[[ DATA SHOWN open ]]

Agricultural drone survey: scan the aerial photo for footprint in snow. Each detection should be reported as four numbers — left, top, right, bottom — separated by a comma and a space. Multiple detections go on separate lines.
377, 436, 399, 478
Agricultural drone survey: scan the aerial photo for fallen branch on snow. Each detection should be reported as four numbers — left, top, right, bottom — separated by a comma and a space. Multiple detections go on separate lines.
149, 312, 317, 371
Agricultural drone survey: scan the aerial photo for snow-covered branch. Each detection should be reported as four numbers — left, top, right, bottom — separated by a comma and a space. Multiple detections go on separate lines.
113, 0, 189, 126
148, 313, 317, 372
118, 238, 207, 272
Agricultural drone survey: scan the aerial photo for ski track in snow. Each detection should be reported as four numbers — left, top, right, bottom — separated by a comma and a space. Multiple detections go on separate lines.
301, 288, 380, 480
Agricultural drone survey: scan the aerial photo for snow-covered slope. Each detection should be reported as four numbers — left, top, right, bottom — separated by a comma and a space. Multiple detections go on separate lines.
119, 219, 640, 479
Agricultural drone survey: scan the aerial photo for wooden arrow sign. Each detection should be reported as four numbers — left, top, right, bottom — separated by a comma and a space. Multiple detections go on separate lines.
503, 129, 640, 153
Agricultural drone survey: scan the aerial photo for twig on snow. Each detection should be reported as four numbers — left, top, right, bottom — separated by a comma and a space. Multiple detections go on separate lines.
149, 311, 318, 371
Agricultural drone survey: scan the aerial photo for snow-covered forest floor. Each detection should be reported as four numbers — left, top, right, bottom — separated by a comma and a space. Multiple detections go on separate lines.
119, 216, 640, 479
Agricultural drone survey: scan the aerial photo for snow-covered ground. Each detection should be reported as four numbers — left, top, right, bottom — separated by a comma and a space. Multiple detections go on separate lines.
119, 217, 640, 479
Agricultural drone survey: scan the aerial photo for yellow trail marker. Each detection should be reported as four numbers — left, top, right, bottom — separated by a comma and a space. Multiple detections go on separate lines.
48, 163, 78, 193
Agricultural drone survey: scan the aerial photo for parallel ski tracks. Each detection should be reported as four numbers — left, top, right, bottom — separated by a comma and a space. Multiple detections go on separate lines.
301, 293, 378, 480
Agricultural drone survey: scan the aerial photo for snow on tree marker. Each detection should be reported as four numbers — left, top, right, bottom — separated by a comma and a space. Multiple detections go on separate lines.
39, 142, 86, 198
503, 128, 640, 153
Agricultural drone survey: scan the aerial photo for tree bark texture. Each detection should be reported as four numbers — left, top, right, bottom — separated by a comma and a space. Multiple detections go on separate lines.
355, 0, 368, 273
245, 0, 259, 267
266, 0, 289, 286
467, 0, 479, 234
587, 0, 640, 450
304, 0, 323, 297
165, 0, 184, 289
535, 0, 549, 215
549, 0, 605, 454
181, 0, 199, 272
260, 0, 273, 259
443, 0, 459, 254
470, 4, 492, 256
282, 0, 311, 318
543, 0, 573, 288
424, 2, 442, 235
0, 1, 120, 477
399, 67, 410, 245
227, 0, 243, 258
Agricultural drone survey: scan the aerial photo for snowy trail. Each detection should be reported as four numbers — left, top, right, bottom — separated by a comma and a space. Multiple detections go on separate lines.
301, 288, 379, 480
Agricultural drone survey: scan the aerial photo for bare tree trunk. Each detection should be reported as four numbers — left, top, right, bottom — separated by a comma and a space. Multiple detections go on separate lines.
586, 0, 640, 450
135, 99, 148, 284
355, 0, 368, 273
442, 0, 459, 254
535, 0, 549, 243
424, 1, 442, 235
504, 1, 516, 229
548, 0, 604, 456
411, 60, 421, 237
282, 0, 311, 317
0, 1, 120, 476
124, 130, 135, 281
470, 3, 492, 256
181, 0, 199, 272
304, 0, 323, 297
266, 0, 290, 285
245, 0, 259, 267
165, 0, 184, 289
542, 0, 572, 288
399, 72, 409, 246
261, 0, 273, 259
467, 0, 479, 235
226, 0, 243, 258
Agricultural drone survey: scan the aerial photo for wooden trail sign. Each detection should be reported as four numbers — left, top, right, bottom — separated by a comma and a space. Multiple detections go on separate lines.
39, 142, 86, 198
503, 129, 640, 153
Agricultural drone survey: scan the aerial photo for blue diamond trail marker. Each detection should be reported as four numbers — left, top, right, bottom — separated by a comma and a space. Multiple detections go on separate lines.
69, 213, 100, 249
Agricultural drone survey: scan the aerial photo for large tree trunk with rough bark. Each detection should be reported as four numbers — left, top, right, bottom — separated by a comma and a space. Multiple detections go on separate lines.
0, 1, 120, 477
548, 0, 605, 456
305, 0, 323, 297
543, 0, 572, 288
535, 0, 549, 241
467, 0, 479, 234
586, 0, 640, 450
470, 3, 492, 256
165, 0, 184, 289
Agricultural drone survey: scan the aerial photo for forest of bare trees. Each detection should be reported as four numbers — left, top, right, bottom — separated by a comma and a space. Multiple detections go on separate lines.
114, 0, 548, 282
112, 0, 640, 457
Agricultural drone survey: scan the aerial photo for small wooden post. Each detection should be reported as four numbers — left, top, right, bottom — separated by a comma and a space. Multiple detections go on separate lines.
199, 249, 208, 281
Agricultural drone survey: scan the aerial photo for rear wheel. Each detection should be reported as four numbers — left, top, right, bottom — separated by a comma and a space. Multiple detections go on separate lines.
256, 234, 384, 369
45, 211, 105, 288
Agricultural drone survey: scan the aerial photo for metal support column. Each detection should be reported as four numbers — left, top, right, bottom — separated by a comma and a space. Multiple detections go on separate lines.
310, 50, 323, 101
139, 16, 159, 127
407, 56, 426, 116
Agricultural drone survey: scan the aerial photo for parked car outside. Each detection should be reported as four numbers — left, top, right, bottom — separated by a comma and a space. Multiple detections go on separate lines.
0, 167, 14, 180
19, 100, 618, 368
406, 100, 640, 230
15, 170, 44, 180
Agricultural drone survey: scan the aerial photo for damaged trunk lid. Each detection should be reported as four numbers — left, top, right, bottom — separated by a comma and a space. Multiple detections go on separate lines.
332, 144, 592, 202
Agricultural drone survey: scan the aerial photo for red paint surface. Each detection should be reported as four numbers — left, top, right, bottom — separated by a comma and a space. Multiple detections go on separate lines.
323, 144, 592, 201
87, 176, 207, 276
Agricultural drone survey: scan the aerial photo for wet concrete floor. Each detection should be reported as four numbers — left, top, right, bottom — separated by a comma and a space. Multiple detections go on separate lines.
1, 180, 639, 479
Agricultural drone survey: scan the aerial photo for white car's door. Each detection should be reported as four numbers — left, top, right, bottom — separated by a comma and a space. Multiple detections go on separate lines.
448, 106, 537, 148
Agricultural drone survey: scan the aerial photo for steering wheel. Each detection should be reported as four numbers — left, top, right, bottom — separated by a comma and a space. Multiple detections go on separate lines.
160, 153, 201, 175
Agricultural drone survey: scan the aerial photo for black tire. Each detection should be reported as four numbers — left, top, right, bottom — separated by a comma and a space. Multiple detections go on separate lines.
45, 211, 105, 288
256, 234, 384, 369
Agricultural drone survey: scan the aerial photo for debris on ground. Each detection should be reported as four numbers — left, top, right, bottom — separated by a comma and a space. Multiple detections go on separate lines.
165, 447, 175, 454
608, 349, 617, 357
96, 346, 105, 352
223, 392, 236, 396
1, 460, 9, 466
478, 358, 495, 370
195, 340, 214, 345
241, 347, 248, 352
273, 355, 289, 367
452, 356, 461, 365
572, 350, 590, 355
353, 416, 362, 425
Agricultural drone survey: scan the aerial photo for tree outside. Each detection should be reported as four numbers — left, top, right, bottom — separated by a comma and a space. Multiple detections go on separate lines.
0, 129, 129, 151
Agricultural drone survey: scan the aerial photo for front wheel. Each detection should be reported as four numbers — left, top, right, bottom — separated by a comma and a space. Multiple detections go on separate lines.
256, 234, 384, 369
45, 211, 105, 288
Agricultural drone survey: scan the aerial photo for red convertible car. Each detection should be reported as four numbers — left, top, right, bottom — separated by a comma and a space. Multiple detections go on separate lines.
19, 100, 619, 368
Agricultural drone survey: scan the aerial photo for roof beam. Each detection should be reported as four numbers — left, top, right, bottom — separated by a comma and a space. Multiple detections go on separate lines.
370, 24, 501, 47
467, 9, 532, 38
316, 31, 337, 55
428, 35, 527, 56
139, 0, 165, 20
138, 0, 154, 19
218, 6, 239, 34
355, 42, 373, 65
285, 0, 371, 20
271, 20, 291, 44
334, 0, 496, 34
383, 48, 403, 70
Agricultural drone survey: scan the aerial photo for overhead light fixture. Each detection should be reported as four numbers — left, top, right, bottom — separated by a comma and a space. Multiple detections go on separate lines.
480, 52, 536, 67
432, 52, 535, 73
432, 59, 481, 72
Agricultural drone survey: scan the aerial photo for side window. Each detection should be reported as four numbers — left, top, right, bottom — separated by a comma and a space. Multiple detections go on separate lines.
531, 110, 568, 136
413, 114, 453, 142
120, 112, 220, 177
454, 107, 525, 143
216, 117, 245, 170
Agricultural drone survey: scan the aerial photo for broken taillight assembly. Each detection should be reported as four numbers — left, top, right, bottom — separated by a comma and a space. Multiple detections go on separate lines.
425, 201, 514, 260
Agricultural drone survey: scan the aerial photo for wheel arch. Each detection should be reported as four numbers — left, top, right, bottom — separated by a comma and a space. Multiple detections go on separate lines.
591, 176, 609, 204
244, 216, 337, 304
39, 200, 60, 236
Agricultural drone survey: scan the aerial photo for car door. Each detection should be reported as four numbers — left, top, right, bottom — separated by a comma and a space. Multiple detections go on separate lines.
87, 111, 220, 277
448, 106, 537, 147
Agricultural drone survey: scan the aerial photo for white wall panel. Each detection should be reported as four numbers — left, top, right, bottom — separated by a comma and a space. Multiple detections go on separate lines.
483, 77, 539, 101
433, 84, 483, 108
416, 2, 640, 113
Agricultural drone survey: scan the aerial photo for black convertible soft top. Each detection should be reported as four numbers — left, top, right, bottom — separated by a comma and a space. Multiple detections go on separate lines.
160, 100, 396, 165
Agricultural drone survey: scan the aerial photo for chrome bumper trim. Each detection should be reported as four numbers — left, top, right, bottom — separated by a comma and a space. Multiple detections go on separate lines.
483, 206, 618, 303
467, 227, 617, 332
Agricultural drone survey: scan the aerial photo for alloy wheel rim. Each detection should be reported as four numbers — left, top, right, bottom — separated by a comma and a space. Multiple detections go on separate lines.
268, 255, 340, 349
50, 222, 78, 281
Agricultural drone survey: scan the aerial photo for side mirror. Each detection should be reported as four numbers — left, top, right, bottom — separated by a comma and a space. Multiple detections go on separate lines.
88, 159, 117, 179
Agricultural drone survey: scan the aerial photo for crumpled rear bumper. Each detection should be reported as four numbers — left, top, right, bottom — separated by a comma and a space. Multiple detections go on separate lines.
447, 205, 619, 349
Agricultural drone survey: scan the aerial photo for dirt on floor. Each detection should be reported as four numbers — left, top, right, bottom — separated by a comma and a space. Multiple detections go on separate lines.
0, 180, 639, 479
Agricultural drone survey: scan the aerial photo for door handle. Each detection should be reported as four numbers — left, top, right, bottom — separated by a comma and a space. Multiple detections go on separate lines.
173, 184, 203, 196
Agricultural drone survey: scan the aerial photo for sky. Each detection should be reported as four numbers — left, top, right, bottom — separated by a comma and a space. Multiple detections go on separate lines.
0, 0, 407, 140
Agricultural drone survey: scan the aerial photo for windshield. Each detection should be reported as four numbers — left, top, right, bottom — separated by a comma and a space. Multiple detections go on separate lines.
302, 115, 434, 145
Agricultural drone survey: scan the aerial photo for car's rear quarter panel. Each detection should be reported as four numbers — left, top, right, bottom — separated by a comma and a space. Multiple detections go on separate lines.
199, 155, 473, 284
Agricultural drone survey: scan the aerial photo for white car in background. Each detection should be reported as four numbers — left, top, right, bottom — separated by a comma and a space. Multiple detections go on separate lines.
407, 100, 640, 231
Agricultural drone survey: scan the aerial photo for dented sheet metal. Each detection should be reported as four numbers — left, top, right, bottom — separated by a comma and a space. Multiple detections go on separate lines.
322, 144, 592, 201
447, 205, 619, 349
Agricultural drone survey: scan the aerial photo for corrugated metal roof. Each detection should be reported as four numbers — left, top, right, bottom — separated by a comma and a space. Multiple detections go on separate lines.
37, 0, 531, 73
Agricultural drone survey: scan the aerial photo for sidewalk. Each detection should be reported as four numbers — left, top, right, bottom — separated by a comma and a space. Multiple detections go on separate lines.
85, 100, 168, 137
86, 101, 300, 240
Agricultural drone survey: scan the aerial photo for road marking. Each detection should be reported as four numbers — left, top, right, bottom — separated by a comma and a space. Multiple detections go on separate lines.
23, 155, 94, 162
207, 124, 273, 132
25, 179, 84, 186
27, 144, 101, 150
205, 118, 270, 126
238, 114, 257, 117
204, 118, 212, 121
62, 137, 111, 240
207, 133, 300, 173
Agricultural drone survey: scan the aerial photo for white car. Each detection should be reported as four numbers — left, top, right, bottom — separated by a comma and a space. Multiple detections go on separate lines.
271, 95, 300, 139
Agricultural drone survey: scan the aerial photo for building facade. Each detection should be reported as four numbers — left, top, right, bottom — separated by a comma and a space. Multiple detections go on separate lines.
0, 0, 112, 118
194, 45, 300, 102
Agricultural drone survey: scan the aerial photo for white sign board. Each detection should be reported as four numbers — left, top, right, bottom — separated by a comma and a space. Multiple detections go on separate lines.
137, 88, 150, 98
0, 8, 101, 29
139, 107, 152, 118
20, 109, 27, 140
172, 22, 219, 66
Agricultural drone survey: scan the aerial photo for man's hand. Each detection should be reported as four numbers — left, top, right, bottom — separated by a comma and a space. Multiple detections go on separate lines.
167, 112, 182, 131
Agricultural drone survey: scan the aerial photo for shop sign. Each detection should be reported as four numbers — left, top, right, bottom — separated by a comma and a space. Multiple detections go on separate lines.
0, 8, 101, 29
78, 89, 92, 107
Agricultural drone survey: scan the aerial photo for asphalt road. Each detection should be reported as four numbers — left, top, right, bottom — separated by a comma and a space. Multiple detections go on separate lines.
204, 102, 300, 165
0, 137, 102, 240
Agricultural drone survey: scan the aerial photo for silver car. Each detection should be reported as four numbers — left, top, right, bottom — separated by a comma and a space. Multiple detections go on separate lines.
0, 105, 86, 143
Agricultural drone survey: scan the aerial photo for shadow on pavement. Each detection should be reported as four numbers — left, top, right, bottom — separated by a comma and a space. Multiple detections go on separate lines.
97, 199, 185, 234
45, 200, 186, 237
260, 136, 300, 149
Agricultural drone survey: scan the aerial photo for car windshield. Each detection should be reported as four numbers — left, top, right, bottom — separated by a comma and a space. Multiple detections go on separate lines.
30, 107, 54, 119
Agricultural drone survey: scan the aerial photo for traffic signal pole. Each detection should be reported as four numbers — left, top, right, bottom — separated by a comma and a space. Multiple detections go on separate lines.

[[ DATA SHOWN closed ]]

• _EXERCISE AIM_: Look for the line that contains "Agricultural drone survey: scan the aerial photo for asphalt" in the entries above. Set it down, along with all later lines, exactly as written.

• _SOLUTION_:
Agricultural drone survey: scan the aerial photo for asphalt road. Each detection should be reported as four numbers — left, top, right, bottom — separated by a comma and a space. Multiple detections go on separate lines.
204, 102, 300, 165
0, 137, 102, 240
Agricultural drone survey: scan the aerial photo for silver car. Each detection should be reported as four numbers — left, top, right, bottom — separated by a comma and a space. Multiple detections go on separate lines.
0, 105, 86, 143
Agricultural drone survey: scan the aerial photo for shadow on pavement. Each detection should be reported as four numbers — left, top, right, bottom — separated by a comma and a space. Multiple detections go on separate lines.
97, 199, 185, 234
45, 200, 186, 237
260, 136, 300, 149
Agricultural drone survey: scan the aerial photo for car windshield. Each detection should be reported as four numbers — left, top, right, bottom — separated by a comma and a space. Multiple detections go on separate lines.
30, 107, 54, 119
Agricultural drone survey: scan the aerial photo for traffic signal pole. Each detection should be reported as four numbers — left, top, right, bottom — separated by a comma and a space. Multiple detections go on separate lines.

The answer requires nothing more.